◆ **EXERCISE**: When you return the material, keep every line exactly as it is and omit the pictures.

══ EXERCISE MATERIALS ══

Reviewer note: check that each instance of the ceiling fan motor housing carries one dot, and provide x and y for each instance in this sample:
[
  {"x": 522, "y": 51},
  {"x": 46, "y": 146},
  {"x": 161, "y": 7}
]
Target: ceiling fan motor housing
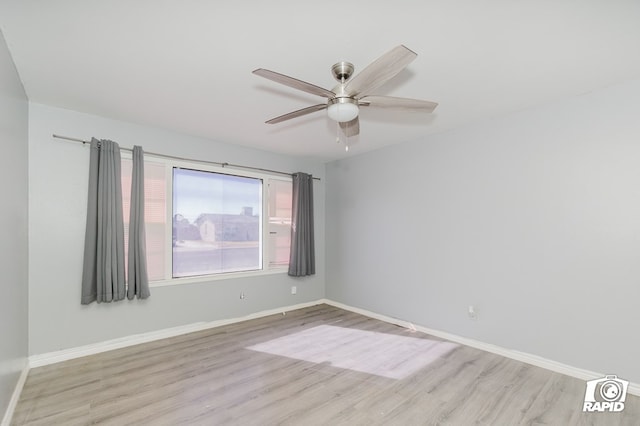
[{"x": 342, "y": 71}]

═══

◆ **ANSWER**:
Reviewer note: check that each instance of the ceiling fan motor housing carries one dot, and provide x and y for each instance in this sample:
[
  {"x": 522, "y": 51},
  {"x": 46, "y": 146},
  {"x": 161, "y": 7}
]
Target: ceiling fan motor housing
[{"x": 342, "y": 71}]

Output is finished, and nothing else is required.